[Opening Record excerpts section]

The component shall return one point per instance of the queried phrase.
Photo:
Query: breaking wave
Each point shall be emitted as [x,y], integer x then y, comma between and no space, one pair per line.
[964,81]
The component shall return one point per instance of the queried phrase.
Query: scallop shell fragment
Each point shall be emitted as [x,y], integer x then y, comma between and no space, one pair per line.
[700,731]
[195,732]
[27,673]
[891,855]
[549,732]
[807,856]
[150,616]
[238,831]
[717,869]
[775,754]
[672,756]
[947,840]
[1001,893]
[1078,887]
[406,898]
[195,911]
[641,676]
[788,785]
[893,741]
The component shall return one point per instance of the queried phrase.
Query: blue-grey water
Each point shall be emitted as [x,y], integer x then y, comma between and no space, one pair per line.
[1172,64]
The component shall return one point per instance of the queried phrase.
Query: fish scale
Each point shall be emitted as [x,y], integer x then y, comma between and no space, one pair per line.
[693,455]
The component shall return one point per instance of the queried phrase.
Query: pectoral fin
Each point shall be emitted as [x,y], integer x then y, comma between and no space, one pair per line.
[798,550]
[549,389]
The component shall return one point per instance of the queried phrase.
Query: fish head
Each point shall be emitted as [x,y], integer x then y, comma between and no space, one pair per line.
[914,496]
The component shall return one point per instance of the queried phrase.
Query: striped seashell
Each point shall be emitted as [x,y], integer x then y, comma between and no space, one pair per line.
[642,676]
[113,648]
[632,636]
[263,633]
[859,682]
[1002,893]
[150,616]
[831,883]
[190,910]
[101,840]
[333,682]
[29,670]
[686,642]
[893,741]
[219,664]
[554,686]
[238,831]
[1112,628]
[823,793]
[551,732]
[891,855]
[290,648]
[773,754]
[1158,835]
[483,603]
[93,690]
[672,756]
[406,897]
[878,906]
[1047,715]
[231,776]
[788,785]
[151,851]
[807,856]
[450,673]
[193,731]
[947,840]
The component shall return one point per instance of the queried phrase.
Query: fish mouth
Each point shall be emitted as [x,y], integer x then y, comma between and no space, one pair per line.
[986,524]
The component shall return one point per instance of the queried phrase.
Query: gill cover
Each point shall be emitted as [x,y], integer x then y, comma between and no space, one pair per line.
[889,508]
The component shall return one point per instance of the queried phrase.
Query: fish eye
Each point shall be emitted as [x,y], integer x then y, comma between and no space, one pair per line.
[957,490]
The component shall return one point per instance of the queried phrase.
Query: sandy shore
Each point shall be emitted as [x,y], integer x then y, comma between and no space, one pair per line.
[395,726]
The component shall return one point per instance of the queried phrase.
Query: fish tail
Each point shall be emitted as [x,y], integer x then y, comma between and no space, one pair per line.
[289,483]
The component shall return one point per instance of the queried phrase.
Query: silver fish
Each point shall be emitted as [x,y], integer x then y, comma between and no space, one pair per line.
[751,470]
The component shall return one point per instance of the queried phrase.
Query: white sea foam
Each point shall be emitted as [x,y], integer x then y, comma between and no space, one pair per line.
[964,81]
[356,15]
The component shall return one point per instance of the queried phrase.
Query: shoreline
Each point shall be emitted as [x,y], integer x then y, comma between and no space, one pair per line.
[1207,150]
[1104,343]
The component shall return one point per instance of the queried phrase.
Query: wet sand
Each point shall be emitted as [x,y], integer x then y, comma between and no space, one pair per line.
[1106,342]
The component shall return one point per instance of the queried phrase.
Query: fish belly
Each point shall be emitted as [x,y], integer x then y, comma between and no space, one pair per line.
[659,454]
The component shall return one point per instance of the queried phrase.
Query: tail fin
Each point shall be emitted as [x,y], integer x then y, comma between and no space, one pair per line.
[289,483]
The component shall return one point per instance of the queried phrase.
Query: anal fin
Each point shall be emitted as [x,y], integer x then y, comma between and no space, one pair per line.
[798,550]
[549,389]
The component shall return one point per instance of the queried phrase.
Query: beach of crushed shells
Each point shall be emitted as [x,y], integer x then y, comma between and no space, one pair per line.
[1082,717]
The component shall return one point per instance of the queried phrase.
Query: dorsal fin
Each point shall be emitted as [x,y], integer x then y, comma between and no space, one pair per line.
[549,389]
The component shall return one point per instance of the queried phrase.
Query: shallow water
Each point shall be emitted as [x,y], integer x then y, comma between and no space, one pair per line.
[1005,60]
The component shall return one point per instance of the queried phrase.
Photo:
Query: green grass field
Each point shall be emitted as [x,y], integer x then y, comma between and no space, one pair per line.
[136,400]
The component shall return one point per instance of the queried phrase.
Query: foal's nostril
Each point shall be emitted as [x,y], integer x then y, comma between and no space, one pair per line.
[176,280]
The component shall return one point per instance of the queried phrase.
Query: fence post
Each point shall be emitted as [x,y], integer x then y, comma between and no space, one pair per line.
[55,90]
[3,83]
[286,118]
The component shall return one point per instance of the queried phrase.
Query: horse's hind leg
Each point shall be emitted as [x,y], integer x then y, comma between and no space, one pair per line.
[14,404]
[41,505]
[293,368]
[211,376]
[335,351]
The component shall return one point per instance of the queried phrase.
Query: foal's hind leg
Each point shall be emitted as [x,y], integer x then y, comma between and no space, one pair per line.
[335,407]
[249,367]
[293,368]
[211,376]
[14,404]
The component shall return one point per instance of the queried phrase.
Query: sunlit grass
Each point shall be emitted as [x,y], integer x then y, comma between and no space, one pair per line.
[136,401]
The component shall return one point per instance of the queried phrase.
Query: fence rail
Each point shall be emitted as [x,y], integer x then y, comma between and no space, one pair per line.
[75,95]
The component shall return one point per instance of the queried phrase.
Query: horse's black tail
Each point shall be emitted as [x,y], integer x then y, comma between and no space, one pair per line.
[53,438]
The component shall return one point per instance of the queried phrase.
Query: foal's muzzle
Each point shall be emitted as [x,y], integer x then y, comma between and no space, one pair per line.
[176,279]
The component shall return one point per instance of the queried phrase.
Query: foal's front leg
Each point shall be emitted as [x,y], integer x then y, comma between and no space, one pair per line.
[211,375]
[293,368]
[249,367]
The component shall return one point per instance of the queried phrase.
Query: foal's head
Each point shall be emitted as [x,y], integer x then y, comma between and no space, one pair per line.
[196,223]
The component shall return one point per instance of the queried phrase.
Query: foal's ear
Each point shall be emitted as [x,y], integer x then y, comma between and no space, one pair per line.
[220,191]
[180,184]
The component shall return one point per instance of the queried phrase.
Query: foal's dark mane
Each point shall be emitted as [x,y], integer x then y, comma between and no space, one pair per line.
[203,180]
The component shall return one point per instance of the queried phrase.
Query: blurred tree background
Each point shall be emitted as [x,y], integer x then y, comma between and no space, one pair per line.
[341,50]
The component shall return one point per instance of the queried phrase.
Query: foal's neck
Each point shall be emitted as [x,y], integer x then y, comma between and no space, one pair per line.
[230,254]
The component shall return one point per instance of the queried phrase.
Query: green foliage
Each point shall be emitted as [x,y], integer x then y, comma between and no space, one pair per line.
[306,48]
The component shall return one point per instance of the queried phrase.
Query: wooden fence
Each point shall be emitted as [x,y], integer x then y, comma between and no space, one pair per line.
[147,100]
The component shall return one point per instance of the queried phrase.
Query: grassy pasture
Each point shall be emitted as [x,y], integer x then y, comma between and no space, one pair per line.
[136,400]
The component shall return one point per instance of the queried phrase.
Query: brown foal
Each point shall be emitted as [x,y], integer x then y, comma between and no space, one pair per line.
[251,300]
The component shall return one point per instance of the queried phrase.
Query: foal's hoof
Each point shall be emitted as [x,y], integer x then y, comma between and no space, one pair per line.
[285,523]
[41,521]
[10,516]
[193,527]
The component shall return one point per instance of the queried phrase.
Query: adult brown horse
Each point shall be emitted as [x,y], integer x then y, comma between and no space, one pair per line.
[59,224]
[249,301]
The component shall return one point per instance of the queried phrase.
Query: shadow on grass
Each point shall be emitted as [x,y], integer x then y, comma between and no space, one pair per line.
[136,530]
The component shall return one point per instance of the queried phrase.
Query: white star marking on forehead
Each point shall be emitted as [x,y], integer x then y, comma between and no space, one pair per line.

[Closing Record excerpts section]

Show every line above in which the word "fish" occurs.

Answer for the task:
Query: fish scale
Query: fish head
Query: fish mouth
Query: fish eye
Query: fish tail
Query: silver fish
Query: fish belly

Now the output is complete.